» **Tasks**:
#1 Do these statements agree with the CoQ10 passage? Answer yes or no for each and quote the words of the passage that decide it. (a) CoQ10 has been studied specifically as a treatment for MS. (b) CoQ10 can restore the antioxidant capacity of spent vitamin E. (c) CoQ10 is a water-soluble antioxidant.
#2 Could you carry the CoQ10 passage forward from its last sentence?

##### Reading text #####

Coenzyme Q10 (CoQ10) is another antioxidant of potential usefulness in treating MS and, while there is some debate, its levels may be low in patients with MS (Syburra C et al 1999). Although CoQ10 has not been investigated specifically for the treatment of MS, it is generally recognized as safe, well tolerated, and potentially useful in the treatment of neurodegenerative disorders. CoQ10 is a naturally occurring, lipid-soluble antioxidant that serves as a co-factor in the mitochondrial respiratory chain. Mitochondria are subcellular organelles present in all cells; they are responsible for the production of cellular energy. As an added bonus, CoQ10 is capable of regenerating the antioxidant capacity of spent vitamin E in the body. Decreased levels of CoQ10 are associated with many disease states, including heart disease, cancer, and neurodegenerative diseases (Bonakdar RA 2005; Siemieniuk E et al 2005).

##### Recorded information #####

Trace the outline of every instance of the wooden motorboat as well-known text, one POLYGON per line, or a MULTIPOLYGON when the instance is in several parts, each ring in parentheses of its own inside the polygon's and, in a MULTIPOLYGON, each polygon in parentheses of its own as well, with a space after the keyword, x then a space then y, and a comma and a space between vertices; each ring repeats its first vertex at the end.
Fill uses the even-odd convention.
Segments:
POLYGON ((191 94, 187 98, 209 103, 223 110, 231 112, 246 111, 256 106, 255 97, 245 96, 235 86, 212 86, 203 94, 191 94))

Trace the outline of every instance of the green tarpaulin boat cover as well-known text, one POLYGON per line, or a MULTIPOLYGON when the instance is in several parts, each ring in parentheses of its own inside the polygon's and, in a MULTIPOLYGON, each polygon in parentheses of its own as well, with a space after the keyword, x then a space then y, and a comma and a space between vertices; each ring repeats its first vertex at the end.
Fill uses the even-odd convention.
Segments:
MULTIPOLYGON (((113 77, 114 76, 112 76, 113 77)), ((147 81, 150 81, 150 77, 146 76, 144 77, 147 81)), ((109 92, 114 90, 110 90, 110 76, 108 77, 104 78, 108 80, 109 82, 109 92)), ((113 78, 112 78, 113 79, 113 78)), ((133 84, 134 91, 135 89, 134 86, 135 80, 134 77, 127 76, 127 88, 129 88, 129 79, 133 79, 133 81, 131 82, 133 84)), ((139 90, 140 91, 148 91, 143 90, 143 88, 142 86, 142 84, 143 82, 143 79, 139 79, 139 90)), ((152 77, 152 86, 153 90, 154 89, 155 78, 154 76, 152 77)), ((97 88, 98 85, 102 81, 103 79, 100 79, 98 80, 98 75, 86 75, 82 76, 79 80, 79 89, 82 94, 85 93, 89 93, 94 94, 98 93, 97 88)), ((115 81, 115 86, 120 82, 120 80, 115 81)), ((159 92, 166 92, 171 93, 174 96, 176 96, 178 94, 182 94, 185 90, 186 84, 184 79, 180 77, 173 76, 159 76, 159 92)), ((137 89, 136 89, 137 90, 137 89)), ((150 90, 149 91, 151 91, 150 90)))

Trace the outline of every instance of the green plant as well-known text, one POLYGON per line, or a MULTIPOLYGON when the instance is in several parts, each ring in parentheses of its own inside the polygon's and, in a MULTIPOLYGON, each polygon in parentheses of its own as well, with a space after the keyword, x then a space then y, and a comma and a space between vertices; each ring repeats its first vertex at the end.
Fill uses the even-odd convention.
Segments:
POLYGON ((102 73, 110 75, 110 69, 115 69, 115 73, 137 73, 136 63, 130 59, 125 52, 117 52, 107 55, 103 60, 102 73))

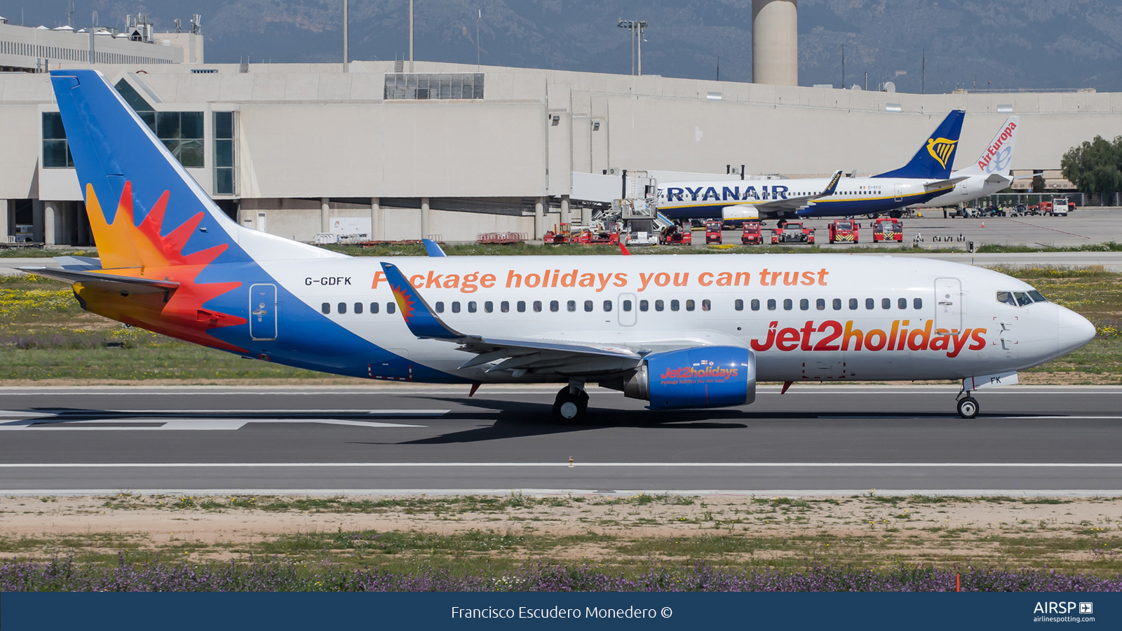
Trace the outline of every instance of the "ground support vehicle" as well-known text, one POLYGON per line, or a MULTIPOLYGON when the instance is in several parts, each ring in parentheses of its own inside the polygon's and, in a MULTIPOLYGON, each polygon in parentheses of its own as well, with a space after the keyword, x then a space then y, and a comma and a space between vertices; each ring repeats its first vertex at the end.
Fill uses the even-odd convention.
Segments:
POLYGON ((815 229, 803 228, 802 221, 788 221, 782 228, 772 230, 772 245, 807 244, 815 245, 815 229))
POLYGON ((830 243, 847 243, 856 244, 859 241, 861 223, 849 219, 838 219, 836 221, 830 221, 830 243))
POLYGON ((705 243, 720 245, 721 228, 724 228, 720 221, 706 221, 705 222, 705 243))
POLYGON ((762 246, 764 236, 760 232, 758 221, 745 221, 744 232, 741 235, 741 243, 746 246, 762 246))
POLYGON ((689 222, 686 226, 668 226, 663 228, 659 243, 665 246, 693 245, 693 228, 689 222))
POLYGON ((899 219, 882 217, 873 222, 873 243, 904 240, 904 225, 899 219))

#####

» **Responses to the exercise**:
#1
(a) No: "CoQ10 has not been investigated specifically for the treatment of MS"
(b) Yes: "CoQ10 is capable of regenerating the antioxidant capacity of spent vitamin E in the body"
(c) No: "CoQ10 is a naturally occurring, lipid-soluble antioxidant"

#2
Lipoic acid. Lipoic acid has been studied specifically in MS. Known to cross the blood-brain barrier and to penetrate cellular mitochondria, lipoic acid decreases the activity of intercellular adhesion molecule-1 (ICAM-1). ICAM-1 is a small molecule that plays a role in the genesis of MS. It is believed that ICAM-1 and other adhesion molecules are responsible for allowing certain pro-inflammatory immune system cells, namely T-lymphocytes, to cross the blood-brain barrier, paving the way for induction or exacerbation of damage to neurons (Biernacki K et al 2004; Cournu-Rebeix I et al 2003; Dedrick RL et al 2003).

In experiments on rodents with MS, lipoic acid produced significant reduction of demyelination and reduced the infiltration of inflammatory T-cells across the blood-brain barrier (Marracci GH et al 2002, 2004; Morini M et al 2004).

Other teams have followed up on these studies. A research team recently published the results of a small clinical trial of lipoic acid in the treatment of patients with MS. Thirty-seven patients with MS were randomly assigned to receive various doses of lipoic acid (up to 2400 mg/day) or placebo. After just 2 weeks, patients were assessed for levels of ICAM-1, and tolerability of high-dose lipoic acid was also evaluated. Lipoic acid was generally well tolerated and reduced ICAM-1 levels, as well as interfered with T-cell migration into the central nervous system (Yadav V et al 2005).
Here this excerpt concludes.